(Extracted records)
----------

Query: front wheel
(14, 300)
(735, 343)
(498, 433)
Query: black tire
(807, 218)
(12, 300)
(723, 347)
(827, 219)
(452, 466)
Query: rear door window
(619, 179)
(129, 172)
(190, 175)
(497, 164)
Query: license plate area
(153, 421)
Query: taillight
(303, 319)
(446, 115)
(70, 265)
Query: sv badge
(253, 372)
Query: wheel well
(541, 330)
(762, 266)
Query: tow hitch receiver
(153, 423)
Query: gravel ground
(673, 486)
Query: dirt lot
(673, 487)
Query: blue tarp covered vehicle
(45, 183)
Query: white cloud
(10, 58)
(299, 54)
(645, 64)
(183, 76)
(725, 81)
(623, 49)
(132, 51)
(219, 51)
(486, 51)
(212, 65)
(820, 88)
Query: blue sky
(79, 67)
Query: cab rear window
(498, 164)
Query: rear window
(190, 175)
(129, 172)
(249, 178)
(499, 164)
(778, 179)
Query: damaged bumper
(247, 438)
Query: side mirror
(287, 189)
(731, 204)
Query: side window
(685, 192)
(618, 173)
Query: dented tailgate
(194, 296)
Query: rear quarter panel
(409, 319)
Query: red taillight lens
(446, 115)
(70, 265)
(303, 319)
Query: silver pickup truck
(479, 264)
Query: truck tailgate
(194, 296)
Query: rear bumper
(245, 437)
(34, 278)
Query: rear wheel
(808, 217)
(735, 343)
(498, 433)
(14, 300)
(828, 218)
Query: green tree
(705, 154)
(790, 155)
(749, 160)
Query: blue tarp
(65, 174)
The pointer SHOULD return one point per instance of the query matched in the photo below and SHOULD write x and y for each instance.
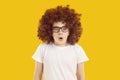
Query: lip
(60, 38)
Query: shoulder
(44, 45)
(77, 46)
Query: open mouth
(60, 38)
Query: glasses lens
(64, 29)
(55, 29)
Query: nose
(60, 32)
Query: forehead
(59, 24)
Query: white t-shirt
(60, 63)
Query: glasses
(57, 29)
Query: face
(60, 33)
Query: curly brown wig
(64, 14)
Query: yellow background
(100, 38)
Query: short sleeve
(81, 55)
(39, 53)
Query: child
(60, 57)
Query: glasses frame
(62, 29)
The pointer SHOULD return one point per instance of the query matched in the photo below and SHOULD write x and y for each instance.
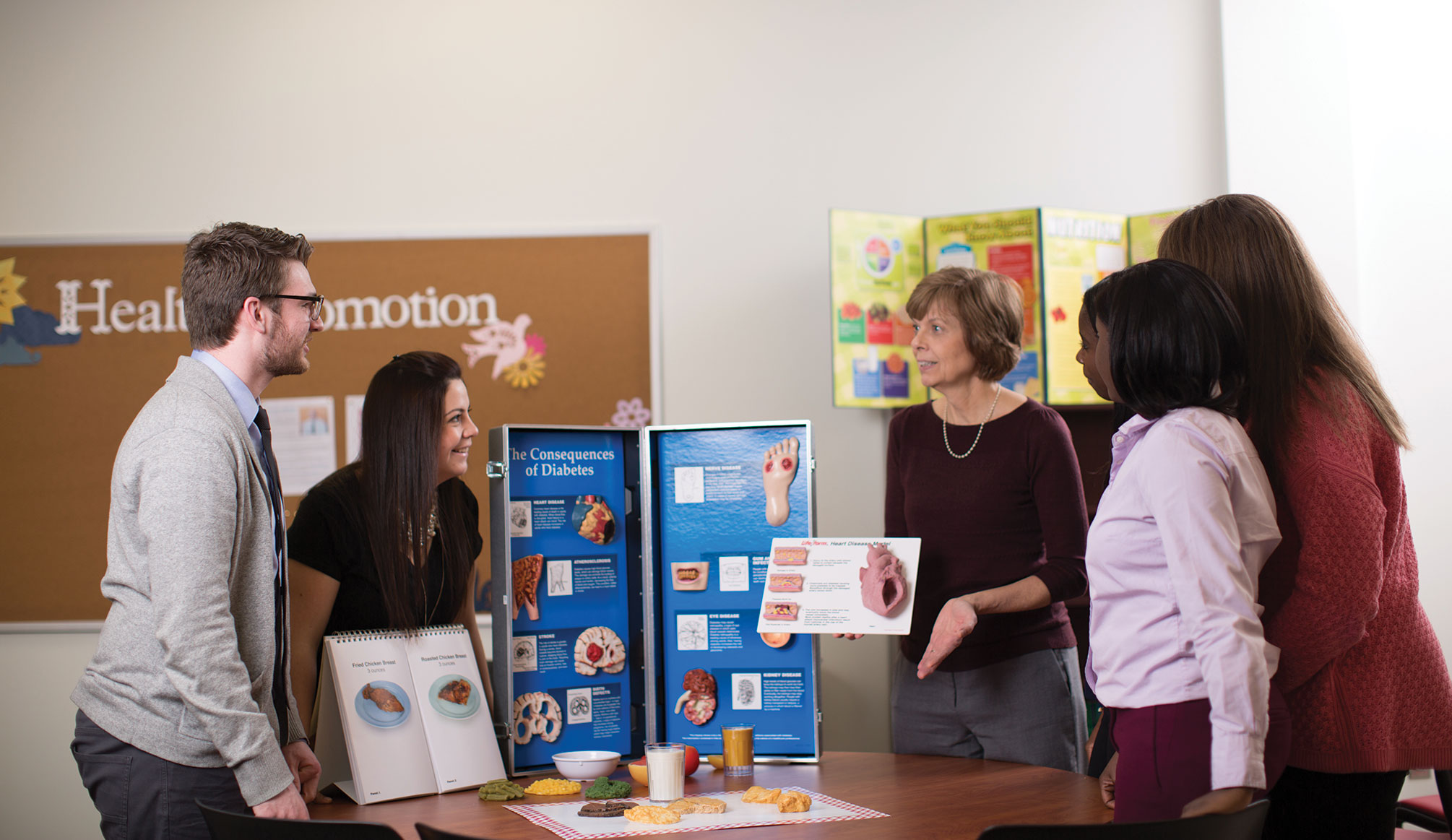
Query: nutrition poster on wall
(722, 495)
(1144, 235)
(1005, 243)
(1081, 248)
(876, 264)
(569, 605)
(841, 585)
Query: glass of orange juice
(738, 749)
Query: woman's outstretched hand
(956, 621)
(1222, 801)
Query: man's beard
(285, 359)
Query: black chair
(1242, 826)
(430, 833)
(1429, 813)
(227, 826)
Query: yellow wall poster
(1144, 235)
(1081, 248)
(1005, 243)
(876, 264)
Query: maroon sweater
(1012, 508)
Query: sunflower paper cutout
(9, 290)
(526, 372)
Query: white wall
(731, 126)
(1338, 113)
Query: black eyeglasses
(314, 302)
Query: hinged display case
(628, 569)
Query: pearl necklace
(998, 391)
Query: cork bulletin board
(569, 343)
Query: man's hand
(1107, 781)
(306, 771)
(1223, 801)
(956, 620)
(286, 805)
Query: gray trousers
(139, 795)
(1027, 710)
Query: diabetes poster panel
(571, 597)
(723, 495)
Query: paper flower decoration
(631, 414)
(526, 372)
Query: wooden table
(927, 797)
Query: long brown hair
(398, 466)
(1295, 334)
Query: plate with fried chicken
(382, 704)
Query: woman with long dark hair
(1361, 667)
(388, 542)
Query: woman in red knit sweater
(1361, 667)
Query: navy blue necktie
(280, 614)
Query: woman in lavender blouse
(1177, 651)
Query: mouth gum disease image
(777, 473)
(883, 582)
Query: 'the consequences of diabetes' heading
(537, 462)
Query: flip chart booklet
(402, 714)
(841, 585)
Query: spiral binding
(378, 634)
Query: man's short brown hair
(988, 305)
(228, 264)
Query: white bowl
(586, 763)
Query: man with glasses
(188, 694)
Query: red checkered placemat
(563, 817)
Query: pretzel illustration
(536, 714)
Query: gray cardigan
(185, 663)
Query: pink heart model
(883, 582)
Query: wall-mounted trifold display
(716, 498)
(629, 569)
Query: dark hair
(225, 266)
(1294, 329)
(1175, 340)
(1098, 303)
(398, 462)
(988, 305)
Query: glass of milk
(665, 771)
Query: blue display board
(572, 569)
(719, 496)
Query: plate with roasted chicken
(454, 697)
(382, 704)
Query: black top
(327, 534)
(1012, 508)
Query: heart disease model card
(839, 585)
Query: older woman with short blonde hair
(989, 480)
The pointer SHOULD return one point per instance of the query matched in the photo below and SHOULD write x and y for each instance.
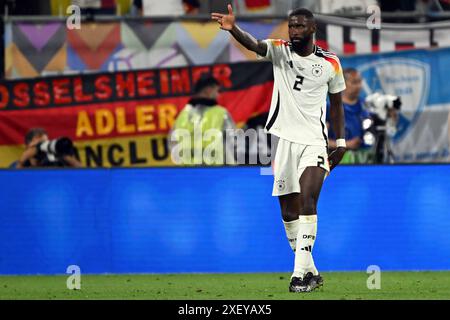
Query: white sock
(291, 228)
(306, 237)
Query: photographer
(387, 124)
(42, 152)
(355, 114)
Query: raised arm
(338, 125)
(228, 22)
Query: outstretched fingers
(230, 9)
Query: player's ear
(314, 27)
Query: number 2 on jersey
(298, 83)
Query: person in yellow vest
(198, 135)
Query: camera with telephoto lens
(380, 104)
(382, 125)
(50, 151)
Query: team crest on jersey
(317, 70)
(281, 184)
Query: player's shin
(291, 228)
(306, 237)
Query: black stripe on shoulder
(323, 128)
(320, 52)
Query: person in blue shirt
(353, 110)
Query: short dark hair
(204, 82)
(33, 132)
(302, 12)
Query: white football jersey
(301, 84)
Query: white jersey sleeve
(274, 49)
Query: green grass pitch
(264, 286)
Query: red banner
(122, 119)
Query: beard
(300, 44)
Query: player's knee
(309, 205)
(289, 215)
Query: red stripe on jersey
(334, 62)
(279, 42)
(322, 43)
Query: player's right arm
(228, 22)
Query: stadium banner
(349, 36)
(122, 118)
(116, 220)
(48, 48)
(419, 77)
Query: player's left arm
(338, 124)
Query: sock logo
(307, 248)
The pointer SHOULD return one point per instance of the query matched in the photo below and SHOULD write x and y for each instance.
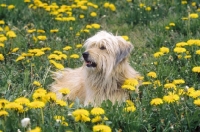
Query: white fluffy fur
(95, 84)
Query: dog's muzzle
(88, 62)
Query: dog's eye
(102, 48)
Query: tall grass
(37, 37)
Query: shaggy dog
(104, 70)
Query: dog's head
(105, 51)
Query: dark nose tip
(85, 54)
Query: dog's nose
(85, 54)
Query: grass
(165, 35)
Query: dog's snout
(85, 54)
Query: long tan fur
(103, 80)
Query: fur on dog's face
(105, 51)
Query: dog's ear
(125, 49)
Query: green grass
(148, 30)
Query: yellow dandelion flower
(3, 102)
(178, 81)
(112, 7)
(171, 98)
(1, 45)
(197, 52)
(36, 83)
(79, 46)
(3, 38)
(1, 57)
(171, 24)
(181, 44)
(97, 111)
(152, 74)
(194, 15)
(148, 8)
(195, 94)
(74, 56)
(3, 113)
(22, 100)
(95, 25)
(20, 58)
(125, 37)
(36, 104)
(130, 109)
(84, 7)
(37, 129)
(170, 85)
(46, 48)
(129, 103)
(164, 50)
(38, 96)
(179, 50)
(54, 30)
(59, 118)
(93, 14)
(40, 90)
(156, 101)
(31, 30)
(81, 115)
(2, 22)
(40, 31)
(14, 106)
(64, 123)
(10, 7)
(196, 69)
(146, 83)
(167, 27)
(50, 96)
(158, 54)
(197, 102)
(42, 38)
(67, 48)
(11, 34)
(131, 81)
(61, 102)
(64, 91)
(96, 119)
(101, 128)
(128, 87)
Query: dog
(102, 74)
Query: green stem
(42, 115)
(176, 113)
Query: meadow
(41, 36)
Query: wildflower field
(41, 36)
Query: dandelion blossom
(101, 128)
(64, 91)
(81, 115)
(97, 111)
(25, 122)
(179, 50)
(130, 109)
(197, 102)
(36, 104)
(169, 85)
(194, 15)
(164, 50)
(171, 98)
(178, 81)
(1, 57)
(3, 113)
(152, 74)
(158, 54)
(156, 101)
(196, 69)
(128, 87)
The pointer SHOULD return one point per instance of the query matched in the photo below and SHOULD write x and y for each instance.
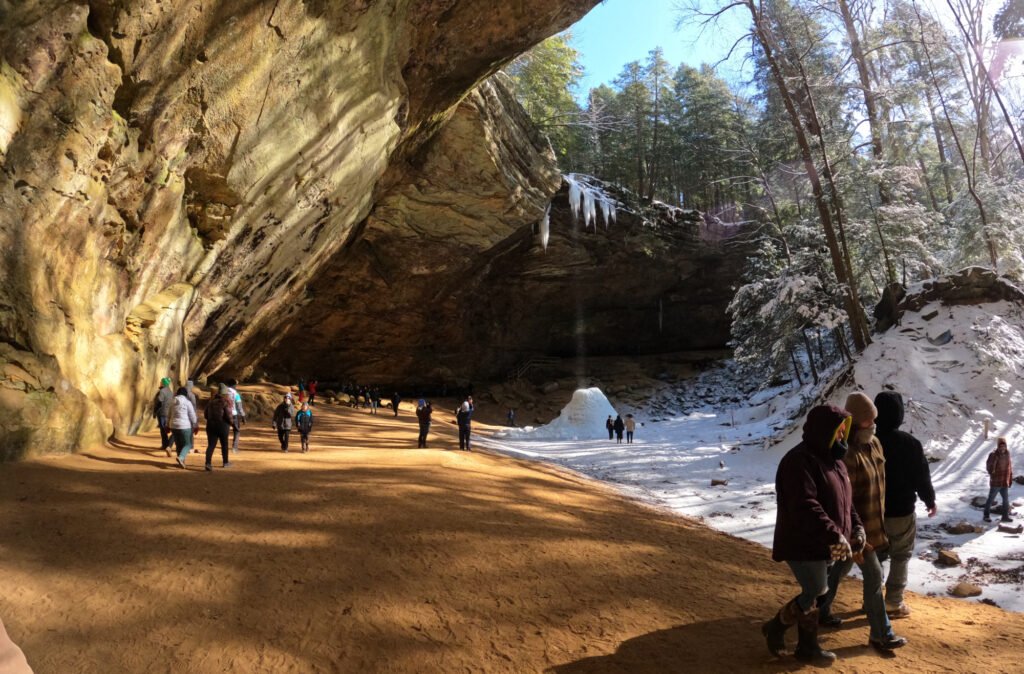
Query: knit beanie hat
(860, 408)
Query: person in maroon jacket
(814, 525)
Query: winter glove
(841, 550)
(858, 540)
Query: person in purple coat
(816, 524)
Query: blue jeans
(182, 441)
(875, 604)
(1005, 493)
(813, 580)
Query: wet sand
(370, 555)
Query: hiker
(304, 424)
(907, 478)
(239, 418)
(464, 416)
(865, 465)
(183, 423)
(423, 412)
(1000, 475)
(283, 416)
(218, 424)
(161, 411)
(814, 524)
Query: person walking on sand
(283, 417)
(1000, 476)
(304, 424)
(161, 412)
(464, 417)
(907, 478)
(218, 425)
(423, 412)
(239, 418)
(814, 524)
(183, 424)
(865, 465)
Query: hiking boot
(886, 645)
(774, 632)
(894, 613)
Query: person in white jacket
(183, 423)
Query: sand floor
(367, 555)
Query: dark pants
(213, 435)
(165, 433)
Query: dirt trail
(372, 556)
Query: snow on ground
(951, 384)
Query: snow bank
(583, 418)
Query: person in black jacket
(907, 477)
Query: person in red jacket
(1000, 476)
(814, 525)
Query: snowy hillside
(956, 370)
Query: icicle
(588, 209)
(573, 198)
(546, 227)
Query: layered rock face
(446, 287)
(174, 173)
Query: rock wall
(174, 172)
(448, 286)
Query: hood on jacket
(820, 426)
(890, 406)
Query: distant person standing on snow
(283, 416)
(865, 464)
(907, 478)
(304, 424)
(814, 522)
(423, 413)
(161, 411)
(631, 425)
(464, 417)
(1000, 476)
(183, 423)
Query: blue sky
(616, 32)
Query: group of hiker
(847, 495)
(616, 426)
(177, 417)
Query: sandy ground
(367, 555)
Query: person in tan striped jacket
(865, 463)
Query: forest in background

----------

**TO DO:**
Write out again, exactly as they appear above, the lines from the one containing "Query: person in red jacket" to the final line, and only those.

**WRITTEN SOLUTION:**
Query: person in red jacket
(1000, 476)
(814, 525)
Query: snowy hillside
(956, 370)
Query: icicle
(588, 209)
(573, 198)
(546, 227)
Query: layered rock face
(446, 287)
(174, 173)
Query: rock wall
(174, 172)
(448, 286)
Query: hood on jacket
(820, 426)
(890, 406)
Query: distant person standing on snow
(283, 416)
(865, 464)
(907, 478)
(304, 424)
(814, 522)
(423, 413)
(161, 411)
(631, 425)
(464, 417)
(1000, 476)
(183, 423)
Query: blue sky
(616, 32)
Query: group of hiker
(847, 495)
(616, 426)
(177, 417)
Query: sandy ground
(367, 555)
Query: person in tan striped jacket
(865, 463)
Query: forest in background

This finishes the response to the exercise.